Thursday 3 May 2012

Obscurity Files - Doctor Detroit

You know Dan Aykroyd, right? Lovely, wholesome Dan Aykroyd? Can you imagine him playing a pimp with a metal hand and a name that makes about as much sense as his decision to make Blues Brothers 2000? Well, Aykroyd doesn't care what you think. He went and did it any way.

Don't be fooled by that funny, clever and rather brilliantly stupid trailer. Doctor Detroit is a baaaaaad movie. This was back in 1983, shortly after Aykroyd had left Saturday Night Live and was trying on new comedy characters for size. Here he plays the mild mannered Clifford Skridlow, forced to take on a secret identity to protect a group of kindly hookers from the criminal genius known as Mom.


There's a scene at the start of the movie where bad guy Smooth, facing an interrogation from bad guy Mom, invents a false crime overlord using information gleamed off the walls and nearby objects, in the fashion of The Usual Suspects but ten years before Kevin Spacey did it. However, instead of coming up with one of cinemas greatest bad guys like Keyser Soze, he instead creates the nonsensical sounding Doctor Detroit. Spotting Aykroyd's hapless loser in an Indian restaurant, he makes his gaggle of prostitutes take him on a night on the town, eventually persuading him to become Doctor Detroit in exchange for all the parties and guilty sex he can manage.

It's basically the Nutty Professor with 'Doctor Detroit' being Dan Aykroyd's own version of the nihilistic Buddy Love. As comedy creations go, this actually manages to be worse than Aykroyd's crusty old judge Alvin Valkenheiser in his car crash directorial debut Nothing But Trouble. Juggling his new life as a pimp with his old life as a professor of chivalry (what?), he decides a disguise is in order to protect his identity.

Donning a bad wig, a peculiar snarl and (quite bizarrely and unexplainably) a metal gauntlet that he wears over his right hand, Clifford Skridlow's alter ego soon becomes a formidable presence in the underworld, without actually doing anything to warrant it. But then, given that the Doctor's main rival is a dowdy 60 year old woman called Mom, it wouldn't take much for Skridlow to rule those streets.

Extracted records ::
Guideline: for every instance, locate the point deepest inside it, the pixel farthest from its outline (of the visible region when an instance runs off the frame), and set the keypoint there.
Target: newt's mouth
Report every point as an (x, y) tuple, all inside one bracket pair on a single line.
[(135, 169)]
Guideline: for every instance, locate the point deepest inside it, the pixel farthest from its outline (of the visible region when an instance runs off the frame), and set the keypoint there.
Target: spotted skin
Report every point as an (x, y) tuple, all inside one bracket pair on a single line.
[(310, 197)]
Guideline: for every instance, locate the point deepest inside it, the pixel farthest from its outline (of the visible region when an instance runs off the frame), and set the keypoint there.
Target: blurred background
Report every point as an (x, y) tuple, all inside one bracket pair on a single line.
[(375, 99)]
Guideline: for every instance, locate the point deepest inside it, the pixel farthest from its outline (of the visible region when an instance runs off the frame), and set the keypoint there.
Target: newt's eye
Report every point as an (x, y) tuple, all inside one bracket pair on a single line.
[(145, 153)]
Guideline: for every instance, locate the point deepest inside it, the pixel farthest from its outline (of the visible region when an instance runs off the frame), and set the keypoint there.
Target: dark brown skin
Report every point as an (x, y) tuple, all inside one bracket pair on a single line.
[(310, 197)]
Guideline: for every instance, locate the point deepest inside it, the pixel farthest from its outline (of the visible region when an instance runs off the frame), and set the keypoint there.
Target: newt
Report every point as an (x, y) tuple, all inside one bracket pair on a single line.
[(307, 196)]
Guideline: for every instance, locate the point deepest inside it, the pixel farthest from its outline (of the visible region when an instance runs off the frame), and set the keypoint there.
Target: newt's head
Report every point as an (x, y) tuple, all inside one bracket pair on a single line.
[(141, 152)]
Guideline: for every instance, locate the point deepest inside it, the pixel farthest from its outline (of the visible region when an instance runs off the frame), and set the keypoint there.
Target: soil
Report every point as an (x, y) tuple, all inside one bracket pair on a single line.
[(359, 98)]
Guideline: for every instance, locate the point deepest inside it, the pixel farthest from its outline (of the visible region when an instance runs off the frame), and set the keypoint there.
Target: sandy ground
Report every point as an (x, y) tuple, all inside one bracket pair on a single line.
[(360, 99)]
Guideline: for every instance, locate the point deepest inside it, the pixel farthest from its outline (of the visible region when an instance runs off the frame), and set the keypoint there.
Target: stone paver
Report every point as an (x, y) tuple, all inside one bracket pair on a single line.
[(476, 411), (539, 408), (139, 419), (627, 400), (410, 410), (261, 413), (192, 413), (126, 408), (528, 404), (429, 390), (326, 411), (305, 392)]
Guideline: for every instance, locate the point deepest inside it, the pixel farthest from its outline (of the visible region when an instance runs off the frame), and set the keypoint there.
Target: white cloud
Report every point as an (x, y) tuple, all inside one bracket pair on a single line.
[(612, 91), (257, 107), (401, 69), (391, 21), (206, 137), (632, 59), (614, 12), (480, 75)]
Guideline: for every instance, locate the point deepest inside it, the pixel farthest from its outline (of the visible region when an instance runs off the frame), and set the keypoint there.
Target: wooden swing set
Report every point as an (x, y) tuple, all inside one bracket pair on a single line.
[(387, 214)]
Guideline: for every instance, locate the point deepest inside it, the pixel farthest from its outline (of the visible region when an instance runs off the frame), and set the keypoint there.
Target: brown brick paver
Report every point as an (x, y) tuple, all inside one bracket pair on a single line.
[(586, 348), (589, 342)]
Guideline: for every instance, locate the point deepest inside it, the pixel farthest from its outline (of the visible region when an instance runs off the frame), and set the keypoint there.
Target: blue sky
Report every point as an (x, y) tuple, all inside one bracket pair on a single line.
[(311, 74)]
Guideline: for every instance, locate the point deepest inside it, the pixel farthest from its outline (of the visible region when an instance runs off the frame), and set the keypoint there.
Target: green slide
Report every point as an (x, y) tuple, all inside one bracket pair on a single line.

TO BE DONE ::
1. List every film title other than Doctor Detroit that the Doctor Detroit review mentions.
2. From the Doctor Detroit review, extract the passage between "It's basically the" and "rule those streets.", inclusive.
3. Using the Doctor Detroit review, answer each question:
(a) In what year did the film come out?
(b) On which hand does Skridlow's alter ego wear the metal gauntlet?
(c) How old is Mom said to be?
The extracted records are separate material and have nothing to do with the Doctor Detroit review.

REPLIES ::
1.
Blues Brothers 2000
The Usual Suspects
Nutty Professor
Nothing But Trouble

2.
It's basically the Nutty Professor with 'Doctor Detroit' being Dan Aykroyd's own version of the nihilistic Buddy Love. As comedy creations go, this actually manages to be worse than Aykroyd's crusty old judge Alvin Valkenheiser in his car crash directorial debut Nothing But Trouble. Juggling his new life as a pimp with his old life as a professor of chivalry (what?), he decides a disguise is in order to protect his identity.

Donning a bad wig, a peculiar snarl and (quite bizarrely and unexplainably) a metal gauntlet that he wears over his right hand, Clifford Skridlow's alter ego soon becomes a formidable presence in the underworld, without actually doing anything to warrant it. But then, given that the Doctor's main rival is a dowdy 60 year old woman called Mom, it wouldn't take much for Skridlow to rule those streets.

3.
(a) 1983
(b) His right hand
(c) 60